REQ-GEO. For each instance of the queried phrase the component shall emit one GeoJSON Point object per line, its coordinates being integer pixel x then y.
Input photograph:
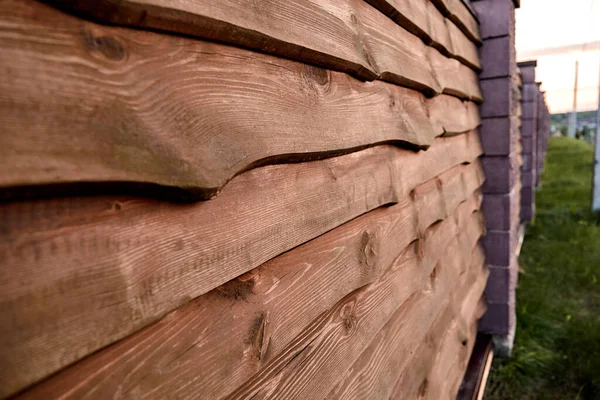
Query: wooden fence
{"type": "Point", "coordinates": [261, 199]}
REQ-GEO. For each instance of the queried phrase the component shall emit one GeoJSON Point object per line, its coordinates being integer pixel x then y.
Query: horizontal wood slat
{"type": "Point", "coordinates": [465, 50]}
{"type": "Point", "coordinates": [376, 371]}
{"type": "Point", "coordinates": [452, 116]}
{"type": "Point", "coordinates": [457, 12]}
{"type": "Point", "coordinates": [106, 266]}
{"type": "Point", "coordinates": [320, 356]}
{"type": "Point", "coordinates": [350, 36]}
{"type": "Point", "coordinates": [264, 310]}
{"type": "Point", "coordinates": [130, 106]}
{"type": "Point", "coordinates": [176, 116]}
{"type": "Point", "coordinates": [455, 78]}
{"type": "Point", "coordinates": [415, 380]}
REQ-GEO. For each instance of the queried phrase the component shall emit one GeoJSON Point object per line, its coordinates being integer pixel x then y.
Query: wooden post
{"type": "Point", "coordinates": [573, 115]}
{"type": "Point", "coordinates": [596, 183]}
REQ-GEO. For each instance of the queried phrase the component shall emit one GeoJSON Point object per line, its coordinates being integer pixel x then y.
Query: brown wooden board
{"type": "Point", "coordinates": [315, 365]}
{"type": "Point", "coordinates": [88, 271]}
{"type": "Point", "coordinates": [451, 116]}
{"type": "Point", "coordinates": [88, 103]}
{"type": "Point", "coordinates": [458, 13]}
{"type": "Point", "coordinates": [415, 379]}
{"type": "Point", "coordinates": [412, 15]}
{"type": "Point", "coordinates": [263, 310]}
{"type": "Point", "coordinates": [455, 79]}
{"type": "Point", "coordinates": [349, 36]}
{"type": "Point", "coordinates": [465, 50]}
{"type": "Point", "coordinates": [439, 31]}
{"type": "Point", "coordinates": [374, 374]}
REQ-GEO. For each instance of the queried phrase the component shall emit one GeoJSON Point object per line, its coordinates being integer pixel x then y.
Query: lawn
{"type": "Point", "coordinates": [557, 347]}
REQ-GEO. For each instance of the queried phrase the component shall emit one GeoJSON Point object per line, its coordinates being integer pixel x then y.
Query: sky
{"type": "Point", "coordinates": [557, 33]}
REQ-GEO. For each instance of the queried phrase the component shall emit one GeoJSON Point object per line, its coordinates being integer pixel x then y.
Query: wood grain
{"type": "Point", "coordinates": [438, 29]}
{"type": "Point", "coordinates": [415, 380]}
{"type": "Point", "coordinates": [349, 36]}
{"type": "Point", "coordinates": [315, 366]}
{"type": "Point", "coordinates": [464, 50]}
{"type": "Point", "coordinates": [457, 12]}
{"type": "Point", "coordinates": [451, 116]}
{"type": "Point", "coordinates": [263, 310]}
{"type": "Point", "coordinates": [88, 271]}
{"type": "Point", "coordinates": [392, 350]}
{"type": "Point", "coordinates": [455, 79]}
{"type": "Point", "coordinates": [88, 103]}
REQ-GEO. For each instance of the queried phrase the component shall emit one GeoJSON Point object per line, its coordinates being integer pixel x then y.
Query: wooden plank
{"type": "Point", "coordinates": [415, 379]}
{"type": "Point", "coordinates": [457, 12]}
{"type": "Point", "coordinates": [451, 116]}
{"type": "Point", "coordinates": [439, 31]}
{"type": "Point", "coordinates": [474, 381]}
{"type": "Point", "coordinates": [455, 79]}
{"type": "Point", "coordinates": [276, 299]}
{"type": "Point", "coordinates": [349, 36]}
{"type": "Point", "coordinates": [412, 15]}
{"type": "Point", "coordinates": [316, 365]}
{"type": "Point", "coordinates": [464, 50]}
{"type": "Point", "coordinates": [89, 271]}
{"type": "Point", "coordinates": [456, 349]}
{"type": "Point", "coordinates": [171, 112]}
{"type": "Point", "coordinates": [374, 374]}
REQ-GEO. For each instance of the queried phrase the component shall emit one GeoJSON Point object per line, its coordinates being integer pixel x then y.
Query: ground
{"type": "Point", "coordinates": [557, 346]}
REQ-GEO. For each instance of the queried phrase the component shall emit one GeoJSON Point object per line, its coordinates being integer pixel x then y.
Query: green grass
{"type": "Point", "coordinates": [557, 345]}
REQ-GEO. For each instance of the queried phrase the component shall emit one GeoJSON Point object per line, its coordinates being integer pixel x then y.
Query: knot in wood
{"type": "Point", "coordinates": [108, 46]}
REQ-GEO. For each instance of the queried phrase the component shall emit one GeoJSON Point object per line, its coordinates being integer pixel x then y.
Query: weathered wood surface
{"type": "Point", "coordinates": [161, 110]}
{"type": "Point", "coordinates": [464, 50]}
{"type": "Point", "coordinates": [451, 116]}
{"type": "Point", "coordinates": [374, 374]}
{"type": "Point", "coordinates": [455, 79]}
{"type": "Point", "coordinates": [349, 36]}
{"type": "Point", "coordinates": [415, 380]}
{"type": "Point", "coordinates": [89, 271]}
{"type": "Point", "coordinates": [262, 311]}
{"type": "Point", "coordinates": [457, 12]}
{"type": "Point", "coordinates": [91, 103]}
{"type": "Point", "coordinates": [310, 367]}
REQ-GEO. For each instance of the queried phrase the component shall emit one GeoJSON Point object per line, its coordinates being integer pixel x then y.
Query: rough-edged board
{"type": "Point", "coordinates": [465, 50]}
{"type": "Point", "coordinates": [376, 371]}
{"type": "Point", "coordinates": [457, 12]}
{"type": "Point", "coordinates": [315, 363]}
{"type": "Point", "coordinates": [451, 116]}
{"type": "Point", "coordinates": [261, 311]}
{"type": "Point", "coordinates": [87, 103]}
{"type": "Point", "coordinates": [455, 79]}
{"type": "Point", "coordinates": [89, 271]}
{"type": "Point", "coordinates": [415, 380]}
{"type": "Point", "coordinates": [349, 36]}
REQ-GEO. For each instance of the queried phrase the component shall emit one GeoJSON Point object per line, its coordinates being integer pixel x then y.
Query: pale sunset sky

==

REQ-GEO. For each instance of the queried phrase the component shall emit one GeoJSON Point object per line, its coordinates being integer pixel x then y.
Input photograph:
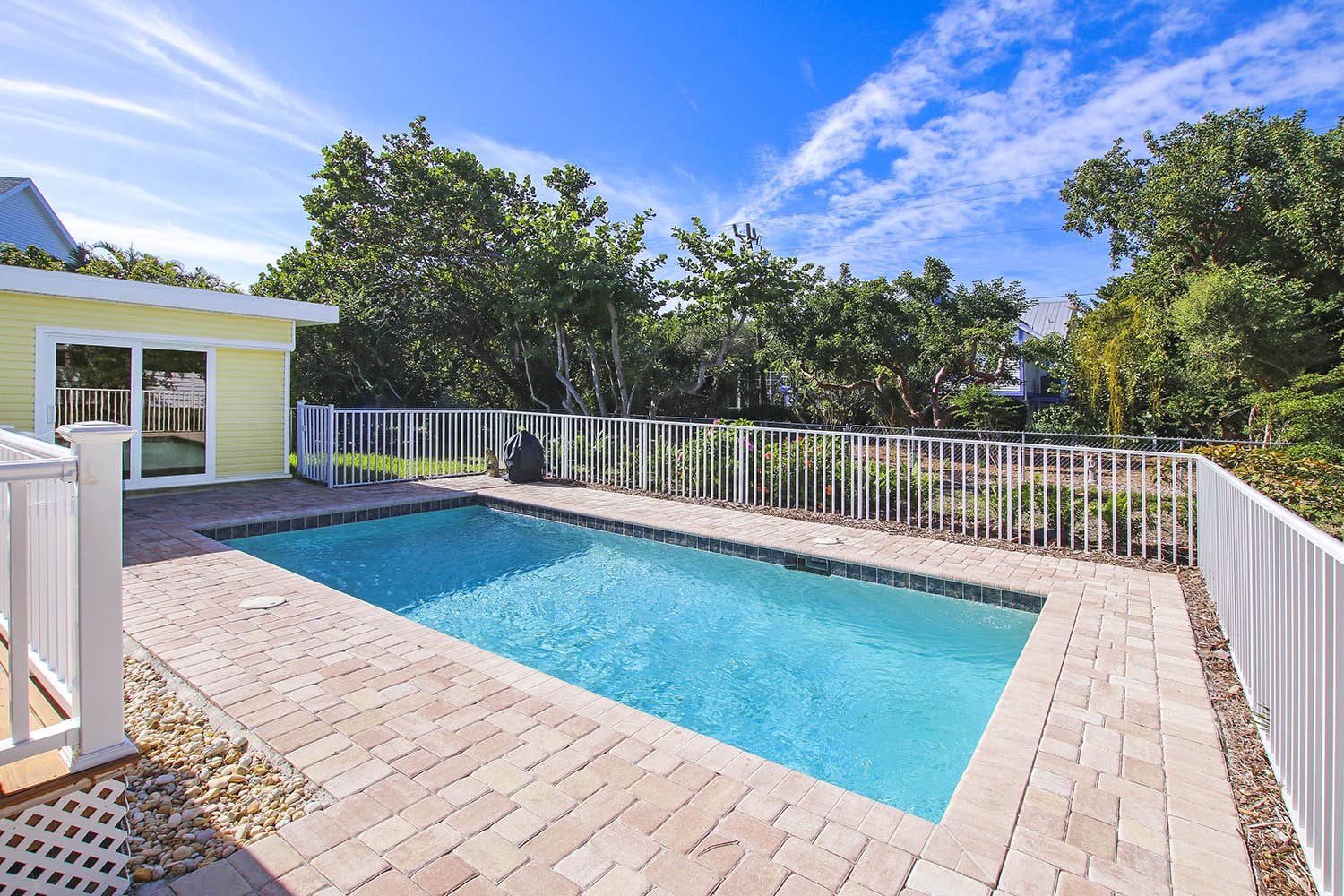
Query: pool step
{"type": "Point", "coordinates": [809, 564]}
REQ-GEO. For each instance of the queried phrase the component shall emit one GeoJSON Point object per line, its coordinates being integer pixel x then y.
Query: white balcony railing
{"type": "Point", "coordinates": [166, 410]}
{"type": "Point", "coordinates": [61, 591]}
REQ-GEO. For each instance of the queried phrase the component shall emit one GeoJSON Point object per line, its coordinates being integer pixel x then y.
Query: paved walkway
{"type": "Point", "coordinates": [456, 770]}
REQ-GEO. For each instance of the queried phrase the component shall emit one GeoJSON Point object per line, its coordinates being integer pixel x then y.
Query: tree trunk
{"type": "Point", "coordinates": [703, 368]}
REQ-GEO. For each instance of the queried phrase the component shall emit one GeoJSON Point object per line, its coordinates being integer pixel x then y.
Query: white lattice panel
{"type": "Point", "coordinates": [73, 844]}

--

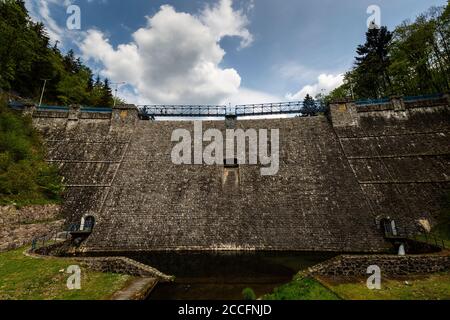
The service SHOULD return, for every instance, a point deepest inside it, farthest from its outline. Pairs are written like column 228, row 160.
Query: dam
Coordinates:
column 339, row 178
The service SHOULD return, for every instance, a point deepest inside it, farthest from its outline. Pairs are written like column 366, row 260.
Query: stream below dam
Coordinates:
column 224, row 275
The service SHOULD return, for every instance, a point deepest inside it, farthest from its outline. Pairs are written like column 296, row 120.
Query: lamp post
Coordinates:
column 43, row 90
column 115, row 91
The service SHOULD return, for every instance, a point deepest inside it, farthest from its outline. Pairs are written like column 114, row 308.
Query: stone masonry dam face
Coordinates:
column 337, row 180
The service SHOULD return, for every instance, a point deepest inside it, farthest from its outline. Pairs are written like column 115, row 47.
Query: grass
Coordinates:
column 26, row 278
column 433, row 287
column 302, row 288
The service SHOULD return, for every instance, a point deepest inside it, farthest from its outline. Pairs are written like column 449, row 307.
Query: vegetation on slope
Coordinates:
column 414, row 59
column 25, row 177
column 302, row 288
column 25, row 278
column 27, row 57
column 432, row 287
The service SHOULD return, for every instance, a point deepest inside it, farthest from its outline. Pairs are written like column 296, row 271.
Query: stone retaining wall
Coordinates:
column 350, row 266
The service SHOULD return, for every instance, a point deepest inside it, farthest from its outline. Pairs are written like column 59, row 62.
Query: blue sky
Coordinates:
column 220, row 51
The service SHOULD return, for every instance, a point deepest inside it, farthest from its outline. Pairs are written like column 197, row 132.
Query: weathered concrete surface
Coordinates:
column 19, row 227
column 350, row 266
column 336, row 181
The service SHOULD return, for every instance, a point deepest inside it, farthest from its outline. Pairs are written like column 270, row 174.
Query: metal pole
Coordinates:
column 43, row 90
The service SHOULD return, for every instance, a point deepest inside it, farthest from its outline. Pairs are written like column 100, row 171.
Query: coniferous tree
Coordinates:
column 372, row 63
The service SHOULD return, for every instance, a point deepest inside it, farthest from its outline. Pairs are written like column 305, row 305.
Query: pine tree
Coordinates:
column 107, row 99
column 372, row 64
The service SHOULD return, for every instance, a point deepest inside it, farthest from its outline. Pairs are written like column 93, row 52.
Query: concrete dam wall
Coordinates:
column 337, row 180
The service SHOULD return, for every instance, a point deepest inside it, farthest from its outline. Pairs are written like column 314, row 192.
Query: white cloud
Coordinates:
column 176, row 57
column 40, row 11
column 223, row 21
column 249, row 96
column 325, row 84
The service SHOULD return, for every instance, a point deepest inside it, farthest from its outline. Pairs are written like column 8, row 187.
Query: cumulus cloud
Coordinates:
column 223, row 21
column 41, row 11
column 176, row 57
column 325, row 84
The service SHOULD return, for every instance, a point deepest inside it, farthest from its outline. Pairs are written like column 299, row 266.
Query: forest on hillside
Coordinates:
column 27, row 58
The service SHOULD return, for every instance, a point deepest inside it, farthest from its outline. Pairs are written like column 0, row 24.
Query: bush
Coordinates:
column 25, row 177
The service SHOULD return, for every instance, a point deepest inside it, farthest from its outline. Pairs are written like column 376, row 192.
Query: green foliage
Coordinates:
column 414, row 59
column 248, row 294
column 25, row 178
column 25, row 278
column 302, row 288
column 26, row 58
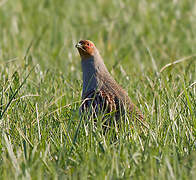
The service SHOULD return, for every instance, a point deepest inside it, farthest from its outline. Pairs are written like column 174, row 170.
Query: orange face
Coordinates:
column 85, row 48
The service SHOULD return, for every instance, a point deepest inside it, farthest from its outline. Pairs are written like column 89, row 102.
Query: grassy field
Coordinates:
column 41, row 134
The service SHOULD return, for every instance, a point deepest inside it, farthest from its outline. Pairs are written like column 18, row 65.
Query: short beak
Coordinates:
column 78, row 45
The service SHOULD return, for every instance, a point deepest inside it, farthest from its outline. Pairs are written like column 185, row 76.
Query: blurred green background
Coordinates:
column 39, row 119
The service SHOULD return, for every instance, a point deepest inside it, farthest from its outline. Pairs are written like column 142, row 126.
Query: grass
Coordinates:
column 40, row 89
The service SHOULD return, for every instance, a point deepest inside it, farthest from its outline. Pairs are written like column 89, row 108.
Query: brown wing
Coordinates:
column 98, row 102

■ **GOAL OF THE EXERCISE**
Determine how many lines in the records above have the string "concrete". Only the number should be returned.

■ **ANSWER TO THE PROBLEM**
2